◆ Data to process
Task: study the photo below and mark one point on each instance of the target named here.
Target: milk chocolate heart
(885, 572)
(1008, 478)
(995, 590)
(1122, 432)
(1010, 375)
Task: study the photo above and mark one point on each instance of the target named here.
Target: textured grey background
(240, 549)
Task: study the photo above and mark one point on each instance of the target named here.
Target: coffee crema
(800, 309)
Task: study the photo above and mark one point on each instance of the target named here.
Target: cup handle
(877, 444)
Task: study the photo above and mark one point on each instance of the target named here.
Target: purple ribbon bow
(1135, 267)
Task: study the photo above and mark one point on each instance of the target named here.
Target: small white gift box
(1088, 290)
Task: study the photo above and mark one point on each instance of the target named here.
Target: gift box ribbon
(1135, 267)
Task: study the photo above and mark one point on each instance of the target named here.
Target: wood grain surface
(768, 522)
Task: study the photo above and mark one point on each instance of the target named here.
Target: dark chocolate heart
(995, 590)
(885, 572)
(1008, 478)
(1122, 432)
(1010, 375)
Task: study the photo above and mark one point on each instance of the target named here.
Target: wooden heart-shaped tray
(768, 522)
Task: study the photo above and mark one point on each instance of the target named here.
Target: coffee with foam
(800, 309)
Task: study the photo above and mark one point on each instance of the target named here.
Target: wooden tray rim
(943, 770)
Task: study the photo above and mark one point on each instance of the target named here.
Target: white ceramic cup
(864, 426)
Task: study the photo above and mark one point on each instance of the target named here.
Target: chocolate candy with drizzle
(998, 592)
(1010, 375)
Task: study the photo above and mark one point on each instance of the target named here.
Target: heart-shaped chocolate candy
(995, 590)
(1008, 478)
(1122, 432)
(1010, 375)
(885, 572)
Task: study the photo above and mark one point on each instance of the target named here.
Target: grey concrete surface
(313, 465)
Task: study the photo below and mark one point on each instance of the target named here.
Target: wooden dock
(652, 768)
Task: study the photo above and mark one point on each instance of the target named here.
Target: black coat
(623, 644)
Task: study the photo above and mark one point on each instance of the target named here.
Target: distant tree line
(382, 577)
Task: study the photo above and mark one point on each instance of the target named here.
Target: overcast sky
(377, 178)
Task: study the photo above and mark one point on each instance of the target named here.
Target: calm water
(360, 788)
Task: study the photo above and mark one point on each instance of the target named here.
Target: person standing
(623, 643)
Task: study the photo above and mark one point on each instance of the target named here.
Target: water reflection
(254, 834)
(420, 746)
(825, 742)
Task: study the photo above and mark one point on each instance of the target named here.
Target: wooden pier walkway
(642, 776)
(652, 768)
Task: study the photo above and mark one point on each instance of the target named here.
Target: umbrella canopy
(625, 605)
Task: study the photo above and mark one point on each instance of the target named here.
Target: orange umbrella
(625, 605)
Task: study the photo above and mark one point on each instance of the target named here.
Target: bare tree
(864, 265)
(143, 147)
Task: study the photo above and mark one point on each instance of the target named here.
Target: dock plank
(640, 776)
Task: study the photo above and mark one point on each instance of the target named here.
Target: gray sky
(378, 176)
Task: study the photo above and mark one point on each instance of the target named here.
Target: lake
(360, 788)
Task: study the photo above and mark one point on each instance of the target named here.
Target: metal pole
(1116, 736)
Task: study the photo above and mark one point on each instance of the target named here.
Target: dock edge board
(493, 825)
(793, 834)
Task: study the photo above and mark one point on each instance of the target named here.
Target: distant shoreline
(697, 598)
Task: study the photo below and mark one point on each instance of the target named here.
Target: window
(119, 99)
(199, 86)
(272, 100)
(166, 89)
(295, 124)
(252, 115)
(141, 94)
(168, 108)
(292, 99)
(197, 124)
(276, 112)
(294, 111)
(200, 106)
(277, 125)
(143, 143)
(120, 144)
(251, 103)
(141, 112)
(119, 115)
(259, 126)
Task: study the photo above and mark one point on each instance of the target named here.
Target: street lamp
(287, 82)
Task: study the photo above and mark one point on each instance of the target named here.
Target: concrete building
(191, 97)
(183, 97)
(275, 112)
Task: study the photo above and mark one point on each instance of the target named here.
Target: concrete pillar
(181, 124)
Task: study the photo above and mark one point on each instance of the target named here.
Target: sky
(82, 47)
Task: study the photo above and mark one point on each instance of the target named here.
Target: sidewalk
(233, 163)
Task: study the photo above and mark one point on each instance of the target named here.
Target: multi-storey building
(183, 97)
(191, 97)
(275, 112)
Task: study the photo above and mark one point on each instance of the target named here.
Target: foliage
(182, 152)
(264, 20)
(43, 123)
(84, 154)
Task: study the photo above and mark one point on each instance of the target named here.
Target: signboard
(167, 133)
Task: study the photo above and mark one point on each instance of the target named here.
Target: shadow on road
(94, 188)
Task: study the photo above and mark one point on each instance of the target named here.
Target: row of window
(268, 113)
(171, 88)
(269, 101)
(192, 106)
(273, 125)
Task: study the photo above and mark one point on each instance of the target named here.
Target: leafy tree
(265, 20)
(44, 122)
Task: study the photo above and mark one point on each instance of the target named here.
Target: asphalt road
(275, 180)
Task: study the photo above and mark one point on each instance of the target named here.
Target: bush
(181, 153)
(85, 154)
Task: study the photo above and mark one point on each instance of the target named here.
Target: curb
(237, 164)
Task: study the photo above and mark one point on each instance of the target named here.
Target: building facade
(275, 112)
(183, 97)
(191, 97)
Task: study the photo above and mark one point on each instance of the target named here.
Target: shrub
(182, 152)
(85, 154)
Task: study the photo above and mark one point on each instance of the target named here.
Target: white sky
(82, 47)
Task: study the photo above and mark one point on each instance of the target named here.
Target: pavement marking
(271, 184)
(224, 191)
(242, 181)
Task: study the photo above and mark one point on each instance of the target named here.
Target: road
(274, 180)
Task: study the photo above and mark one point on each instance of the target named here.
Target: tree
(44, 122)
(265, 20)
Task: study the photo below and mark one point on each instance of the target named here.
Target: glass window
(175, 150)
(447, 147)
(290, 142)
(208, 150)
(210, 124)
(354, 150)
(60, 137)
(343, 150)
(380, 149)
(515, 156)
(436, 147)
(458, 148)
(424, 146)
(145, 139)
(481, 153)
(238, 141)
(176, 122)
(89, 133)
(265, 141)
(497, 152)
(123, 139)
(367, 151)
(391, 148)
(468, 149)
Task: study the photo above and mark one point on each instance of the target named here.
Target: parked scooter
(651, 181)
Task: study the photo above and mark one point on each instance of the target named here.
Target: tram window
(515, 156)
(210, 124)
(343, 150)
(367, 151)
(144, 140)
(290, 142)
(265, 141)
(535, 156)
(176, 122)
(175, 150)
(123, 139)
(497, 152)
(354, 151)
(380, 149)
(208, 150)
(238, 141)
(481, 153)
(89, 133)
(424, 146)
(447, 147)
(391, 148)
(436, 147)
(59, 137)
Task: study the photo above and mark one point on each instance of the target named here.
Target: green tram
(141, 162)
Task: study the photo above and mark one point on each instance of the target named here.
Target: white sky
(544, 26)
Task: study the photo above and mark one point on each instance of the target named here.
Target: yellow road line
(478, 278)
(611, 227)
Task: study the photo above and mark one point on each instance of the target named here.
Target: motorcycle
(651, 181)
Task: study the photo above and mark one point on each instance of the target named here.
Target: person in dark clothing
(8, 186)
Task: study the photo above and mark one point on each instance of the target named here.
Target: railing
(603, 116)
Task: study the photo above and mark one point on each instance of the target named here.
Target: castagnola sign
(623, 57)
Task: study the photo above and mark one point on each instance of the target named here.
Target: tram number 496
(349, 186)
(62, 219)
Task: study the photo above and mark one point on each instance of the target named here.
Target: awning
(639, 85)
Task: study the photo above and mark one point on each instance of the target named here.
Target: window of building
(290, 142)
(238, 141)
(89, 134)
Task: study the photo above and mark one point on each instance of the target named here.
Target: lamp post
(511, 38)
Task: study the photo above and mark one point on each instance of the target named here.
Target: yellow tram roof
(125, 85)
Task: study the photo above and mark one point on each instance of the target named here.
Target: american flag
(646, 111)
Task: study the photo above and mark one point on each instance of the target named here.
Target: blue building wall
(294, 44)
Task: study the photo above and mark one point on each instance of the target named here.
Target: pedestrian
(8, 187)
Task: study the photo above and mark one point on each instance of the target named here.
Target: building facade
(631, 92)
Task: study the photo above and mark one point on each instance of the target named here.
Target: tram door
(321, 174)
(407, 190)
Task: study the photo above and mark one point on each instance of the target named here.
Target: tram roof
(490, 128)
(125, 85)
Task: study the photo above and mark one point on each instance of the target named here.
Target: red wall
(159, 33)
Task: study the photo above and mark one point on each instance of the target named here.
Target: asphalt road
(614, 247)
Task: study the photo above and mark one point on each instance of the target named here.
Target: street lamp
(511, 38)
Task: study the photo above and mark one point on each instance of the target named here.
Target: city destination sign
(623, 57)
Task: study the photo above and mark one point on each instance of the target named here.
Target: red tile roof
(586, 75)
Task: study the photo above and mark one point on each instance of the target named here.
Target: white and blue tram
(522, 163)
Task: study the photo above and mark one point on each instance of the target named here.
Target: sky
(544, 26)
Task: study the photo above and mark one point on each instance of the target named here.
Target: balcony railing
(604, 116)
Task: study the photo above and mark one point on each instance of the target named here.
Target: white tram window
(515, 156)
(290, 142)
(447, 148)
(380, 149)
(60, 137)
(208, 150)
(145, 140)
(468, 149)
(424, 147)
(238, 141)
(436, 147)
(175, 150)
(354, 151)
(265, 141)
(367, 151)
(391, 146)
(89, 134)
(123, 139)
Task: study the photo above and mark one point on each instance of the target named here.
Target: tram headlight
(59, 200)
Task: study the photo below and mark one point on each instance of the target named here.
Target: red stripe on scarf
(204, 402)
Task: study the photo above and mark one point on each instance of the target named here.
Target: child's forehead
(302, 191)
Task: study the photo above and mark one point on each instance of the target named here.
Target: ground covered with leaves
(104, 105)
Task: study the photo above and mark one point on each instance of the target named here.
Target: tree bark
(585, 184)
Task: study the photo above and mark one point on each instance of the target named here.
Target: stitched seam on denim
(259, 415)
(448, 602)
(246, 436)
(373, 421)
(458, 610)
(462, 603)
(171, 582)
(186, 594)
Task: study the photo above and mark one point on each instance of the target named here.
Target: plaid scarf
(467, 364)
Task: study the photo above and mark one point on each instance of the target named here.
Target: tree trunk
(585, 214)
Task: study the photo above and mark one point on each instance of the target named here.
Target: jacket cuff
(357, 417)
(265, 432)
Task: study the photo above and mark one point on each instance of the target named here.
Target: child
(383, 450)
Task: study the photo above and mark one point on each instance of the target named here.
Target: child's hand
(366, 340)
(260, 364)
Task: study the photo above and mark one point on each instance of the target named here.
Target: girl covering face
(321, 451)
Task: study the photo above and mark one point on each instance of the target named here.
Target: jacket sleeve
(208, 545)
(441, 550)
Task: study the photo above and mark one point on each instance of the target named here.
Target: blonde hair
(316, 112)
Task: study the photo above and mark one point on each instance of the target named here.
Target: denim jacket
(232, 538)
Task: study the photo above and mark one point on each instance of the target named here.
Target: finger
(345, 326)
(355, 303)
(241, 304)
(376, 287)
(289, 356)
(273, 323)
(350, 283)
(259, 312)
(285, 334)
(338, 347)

◆ What is being asked
Count the lines of the material above that contain the string "grey", with case taken into account. Reply with the number only.

◆ Task answer
2